» **Stored records**
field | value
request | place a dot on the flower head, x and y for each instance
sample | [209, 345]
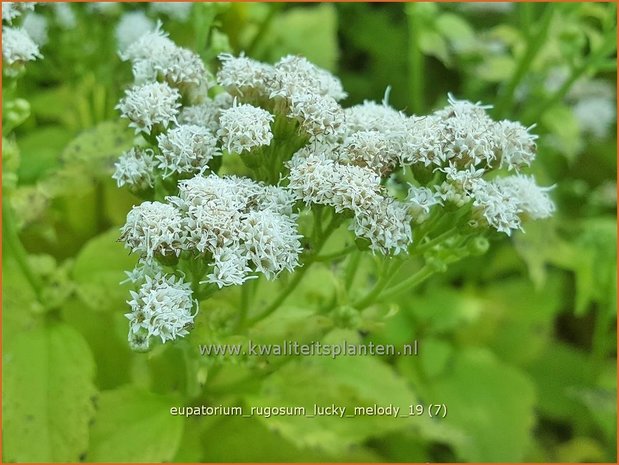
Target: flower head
[154, 228]
[186, 149]
[150, 105]
[162, 307]
[244, 127]
[18, 46]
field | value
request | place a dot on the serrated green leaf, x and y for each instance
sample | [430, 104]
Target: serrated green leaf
[490, 403]
[47, 395]
[132, 425]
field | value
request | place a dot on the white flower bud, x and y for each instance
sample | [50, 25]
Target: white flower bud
[186, 149]
[149, 105]
[154, 228]
[162, 307]
[135, 169]
[244, 127]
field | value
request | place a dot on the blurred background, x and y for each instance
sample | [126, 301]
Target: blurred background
[519, 343]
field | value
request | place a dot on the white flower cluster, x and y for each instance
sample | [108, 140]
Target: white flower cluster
[135, 168]
[162, 307]
[244, 226]
[294, 86]
[319, 179]
[154, 56]
[150, 106]
[21, 44]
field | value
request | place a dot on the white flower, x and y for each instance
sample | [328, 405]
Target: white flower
[372, 116]
[320, 116]
[150, 105]
[420, 201]
[162, 307]
[316, 178]
[145, 267]
[244, 127]
[242, 76]
[18, 47]
[65, 16]
[244, 225]
[36, 27]
[295, 75]
[533, 200]
[321, 180]
[385, 222]
[498, 207]
[154, 228]
[230, 267]
[271, 241]
[186, 149]
[596, 115]
[517, 145]
[373, 149]
[207, 113]
[155, 56]
[178, 11]
[468, 135]
[132, 26]
[135, 169]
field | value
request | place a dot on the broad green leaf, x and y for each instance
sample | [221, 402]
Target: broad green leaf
[133, 425]
[345, 381]
[490, 403]
[98, 271]
[47, 395]
[237, 439]
[99, 146]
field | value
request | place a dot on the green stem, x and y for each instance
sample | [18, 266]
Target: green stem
[335, 255]
[15, 246]
[383, 281]
[535, 42]
[415, 60]
[263, 28]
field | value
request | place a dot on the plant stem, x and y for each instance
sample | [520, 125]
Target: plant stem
[608, 47]
[535, 41]
[415, 60]
[409, 283]
[14, 244]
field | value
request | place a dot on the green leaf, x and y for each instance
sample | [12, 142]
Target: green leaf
[132, 425]
[311, 33]
[345, 381]
[97, 147]
[48, 396]
[490, 403]
[237, 439]
[98, 271]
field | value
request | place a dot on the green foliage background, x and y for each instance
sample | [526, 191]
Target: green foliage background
[519, 343]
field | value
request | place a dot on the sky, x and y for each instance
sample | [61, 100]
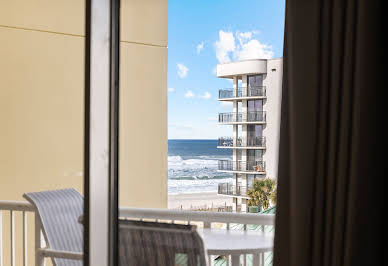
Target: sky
[202, 34]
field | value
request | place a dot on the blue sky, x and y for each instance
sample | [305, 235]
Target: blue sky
[203, 33]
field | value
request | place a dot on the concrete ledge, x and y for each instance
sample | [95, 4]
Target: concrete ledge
[247, 67]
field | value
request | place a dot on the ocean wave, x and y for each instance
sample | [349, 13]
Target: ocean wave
[184, 186]
[195, 174]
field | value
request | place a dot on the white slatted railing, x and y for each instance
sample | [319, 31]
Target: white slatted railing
[205, 219]
[12, 208]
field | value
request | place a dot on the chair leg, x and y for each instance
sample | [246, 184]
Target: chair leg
[256, 259]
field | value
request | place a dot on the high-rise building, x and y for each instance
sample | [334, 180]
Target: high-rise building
[256, 99]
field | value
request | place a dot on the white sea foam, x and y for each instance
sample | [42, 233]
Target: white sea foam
[194, 174]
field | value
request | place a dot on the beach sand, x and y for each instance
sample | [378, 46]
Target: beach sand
[196, 200]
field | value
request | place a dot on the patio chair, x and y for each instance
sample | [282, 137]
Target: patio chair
[140, 243]
[58, 211]
[159, 244]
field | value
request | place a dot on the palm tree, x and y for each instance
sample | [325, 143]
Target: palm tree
[262, 192]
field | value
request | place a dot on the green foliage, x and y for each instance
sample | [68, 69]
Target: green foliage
[262, 192]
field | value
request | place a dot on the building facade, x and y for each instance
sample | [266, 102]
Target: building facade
[256, 98]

» **Written exercise**
Pull out every line of the entries above that contains the string "palm", treating uppercase and lowercase as different.

» **Task output**
request | place a dot on the palm tree, x and y for each instance
Target: palm tree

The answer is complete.